* 所给短文 *
━━━━━━━━━━━━━━━━━━━━━━━━━━━━━━

引言

比如有这样一段代码:

#include <iostream>
#include <string>
#include <variant>
#include <cassert>

int main(){

  std::variant<std::string, int ,bool, long long int> value{"y"};

  if(std::holds_alternative<std::string>(value)){
    std::cout << "it's  a std::string: " << std::get<std::string>(value) << std::endl;
  }else if (value.index() == 0){
    std::cout << "it's a string: " << std::get<std::string>(value) << std::endl;
  }else if (value.index() == 1){
    std::cout << "it's a int: " << std::get<int>(value) << std::endl;
 }else if (value.index() == 2){
    std::cout << "it's a bool: " << std::get<bool>(value) << std::endl;
  }
}

预期是一个string类型,但实际它认为是bool类型, 编译执行:

$ g++ -std=c++17 test.cpp
$ ./a.out
it's a bool: 1

改成:

// std::variant<std::string, int ,bool, long long int> value{"y"};
std::variant<std::string, int ,bool, long long int> value{std::string("y")};

就可以正常识别了:

$ ./a.out
it's  a std::string: y

这个问题在GCC7存在,但Clang不存在,是存在编译器差异的;需要明确的指明类型来防止这个错误,很容易忽视。

━━━━━━━━━━━━━━━━━━━━━━━━━━━━━━

* 数据内容 *

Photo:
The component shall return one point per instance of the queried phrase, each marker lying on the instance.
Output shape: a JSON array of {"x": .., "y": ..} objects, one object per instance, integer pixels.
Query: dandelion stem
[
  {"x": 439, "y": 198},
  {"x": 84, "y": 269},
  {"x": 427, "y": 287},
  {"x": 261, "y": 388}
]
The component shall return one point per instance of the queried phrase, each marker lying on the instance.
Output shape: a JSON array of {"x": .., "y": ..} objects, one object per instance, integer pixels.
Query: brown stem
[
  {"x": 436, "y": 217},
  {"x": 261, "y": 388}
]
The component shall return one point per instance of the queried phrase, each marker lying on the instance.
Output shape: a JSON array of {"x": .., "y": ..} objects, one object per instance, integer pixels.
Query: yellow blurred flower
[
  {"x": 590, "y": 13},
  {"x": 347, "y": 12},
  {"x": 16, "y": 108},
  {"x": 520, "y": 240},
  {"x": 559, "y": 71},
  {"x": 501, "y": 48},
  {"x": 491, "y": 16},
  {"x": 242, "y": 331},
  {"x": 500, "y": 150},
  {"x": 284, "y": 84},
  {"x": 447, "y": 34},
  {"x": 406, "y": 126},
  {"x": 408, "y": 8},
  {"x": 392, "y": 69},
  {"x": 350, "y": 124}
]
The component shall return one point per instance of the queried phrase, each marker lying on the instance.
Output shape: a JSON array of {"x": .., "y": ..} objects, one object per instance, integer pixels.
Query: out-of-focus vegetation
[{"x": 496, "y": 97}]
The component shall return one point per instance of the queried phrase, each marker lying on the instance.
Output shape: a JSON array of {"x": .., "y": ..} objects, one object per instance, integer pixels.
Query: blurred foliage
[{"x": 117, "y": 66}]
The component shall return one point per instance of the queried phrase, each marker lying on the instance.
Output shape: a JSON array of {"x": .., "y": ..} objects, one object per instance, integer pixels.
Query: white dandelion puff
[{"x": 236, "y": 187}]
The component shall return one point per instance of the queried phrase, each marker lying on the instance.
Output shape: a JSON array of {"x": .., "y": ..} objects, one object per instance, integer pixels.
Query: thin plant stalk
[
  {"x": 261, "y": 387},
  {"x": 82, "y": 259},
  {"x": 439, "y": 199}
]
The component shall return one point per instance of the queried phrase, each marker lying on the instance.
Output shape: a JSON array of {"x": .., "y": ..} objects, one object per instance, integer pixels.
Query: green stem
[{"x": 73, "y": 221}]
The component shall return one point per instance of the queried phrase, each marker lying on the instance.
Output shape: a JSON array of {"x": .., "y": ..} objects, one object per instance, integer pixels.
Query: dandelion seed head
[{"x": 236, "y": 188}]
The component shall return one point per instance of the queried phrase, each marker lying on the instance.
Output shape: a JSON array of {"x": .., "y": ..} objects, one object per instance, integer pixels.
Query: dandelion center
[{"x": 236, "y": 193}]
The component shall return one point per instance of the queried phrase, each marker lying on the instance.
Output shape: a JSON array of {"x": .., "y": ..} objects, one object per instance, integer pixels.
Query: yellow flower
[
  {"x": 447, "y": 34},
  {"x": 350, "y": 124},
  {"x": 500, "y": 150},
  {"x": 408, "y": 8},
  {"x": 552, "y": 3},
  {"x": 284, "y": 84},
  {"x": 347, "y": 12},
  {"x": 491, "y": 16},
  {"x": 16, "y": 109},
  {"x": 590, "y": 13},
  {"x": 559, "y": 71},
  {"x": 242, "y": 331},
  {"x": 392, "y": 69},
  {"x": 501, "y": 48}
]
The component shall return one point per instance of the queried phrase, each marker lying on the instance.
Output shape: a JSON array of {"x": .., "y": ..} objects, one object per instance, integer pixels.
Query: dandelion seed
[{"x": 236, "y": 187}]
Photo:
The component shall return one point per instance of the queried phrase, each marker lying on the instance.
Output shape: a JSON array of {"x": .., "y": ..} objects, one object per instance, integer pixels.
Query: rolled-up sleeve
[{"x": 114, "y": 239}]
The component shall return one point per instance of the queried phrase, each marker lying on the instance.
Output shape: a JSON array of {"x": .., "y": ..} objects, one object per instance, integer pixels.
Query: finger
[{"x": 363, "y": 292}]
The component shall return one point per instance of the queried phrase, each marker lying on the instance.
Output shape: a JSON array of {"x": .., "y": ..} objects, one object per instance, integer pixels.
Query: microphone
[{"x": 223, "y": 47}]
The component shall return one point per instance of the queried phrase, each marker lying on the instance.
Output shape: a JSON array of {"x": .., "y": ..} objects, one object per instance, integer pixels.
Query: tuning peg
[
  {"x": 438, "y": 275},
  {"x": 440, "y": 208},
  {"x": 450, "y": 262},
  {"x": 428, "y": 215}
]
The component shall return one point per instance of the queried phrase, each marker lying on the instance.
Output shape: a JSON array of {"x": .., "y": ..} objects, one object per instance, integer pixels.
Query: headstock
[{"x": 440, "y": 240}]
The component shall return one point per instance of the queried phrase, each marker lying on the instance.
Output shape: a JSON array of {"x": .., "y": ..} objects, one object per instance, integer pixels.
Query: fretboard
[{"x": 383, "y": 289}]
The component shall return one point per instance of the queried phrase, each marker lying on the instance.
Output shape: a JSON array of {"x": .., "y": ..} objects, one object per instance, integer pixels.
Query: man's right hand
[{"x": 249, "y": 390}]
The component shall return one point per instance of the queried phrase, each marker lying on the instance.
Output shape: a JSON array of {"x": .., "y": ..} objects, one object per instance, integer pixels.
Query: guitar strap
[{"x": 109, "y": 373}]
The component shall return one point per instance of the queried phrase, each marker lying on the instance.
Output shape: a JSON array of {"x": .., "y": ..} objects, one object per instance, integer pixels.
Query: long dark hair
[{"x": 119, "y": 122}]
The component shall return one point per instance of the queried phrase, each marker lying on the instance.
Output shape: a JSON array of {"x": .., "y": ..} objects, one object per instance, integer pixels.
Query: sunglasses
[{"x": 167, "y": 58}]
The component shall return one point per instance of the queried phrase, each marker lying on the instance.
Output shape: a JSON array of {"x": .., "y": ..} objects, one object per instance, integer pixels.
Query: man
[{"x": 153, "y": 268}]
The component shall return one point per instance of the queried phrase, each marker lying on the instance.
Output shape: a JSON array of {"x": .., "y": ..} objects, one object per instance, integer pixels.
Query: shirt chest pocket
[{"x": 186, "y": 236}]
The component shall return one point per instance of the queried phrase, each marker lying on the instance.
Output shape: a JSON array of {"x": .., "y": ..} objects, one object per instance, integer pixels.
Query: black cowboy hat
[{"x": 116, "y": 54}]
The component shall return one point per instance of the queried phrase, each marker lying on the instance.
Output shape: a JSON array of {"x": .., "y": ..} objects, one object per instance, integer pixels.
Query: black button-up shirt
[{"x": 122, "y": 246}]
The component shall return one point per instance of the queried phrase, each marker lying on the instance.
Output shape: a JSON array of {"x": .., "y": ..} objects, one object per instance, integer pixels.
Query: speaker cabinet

━━━━━━━━━━━━━━━━━━━━━━━━━━━━━━

* 任务目标 *
接续讲解 std::variant 字符串初始化被误判为 bool 的短文，从它的最后一句之后写下去。

* 作答 *
难道这是std::variant遇到bool类型有缺陷吗?实际上,这是一种普遍的隐式转换问题:

#include <iostream>
#include <string>

void foo(bool) {
    std::cout << "bool\n";
}

void foo(std::string) {
    std::cout << "string\n";
}

int main() {
    foo("hello");
    foo(std::string("hello"));
}

这个例子不管是GCC还是Clang都会认为是bool类型,找到一个解释如下:

The type of "hello" is const char [6], which decays to const char . The conversion from const char to bool is a built-in conversion, while the conversion from const char * to std::string is a user-defined conversion, which means the former is performed.

看起来这是历史包袱只能无可奈何了,除了明确写清楚类型之外,代替std::string的还有另外一种方法,比如:

using namespace std::string_literals;

std::variant<std::string, int ,bool, long long int> value{"y"s};

后面加个s就可以正常处理了,s表示它是不会在\0处截断的字符串,前提已经表明类型是字符串了。

总之,std::variant中有bool的时候,尤其string和bool同时出现时,警惕隐式转换。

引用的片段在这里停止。